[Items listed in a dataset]

.....

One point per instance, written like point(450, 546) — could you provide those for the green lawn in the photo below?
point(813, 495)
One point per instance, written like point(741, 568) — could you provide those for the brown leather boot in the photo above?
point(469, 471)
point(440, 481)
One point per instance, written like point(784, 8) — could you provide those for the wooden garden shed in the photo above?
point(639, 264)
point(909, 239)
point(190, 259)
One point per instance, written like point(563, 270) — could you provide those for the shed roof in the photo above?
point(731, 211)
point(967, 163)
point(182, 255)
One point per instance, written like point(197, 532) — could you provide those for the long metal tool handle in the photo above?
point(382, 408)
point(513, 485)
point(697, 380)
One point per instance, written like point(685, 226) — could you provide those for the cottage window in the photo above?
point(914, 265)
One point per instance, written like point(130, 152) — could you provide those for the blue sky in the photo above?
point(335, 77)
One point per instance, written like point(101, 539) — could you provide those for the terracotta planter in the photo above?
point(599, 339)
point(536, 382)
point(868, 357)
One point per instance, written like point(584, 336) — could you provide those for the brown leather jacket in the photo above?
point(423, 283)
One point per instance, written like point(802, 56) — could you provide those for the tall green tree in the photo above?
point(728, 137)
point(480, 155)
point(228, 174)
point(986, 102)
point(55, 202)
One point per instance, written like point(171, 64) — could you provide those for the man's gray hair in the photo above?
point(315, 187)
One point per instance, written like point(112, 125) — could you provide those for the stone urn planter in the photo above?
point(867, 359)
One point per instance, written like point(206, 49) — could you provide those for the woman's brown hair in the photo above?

.....

__The problem__.
Nothing is to be left out: set down all the records again exactly.

__Response box__.
One point per instance, written like point(450, 546) — could you provide those for the green lawn in the photo below?
point(813, 495)
One point per instance, written like point(741, 568) — could you provide those for the brown leather boot in the photo above?
point(469, 471)
point(440, 481)
One point per instance, written like point(784, 8) — could you provide those for the wooden garden shed in the photo above?
point(639, 264)
point(909, 239)
point(190, 259)
One point per instance, written like point(563, 270) — could you provide those for the shed roof in the photo above?
point(731, 211)
point(967, 163)
point(182, 255)
One point per instance, written like point(197, 532) — could you provide those for the long metal tool handle in the photo above?
point(382, 408)
point(513, 485)
point(697, 380)
One point per instance, written like point(685, 226) — could you provide those for the cottage window in the photo above?
point(914, 265)
One point per instance, written like point(130, 152) — could you provide those for the blue sky in the photo above?
point(335, 77)
One point per instance, written like point(101, 539) — could you provide those for the terracotta planter in the photo above?
point(599, 339)
point(536, 382)
point(868, 357)
One point per instance, written like point(584, 336) — could you provide those for the brown leather jacket in the photo above?
point(423, 283)
One point per instance, written like point(802, 56) — could you provide those for the tall green tree in the photo above?
point(728, 137)
point(480, 155)
point(228, 174)
point(986, 102)
point(55, 202)
One point per instance, written like point(171, 64) — could you provide those for the man's gray hair in the photo above?
point(315, 187)
One point per instance, written like point(112, 125) — could you provide those for the stone urn planter in the photo above?
point(867, 359)
One point per instance, written like point(206, 49) — could you provide those for the woman's brown hair in the photo above?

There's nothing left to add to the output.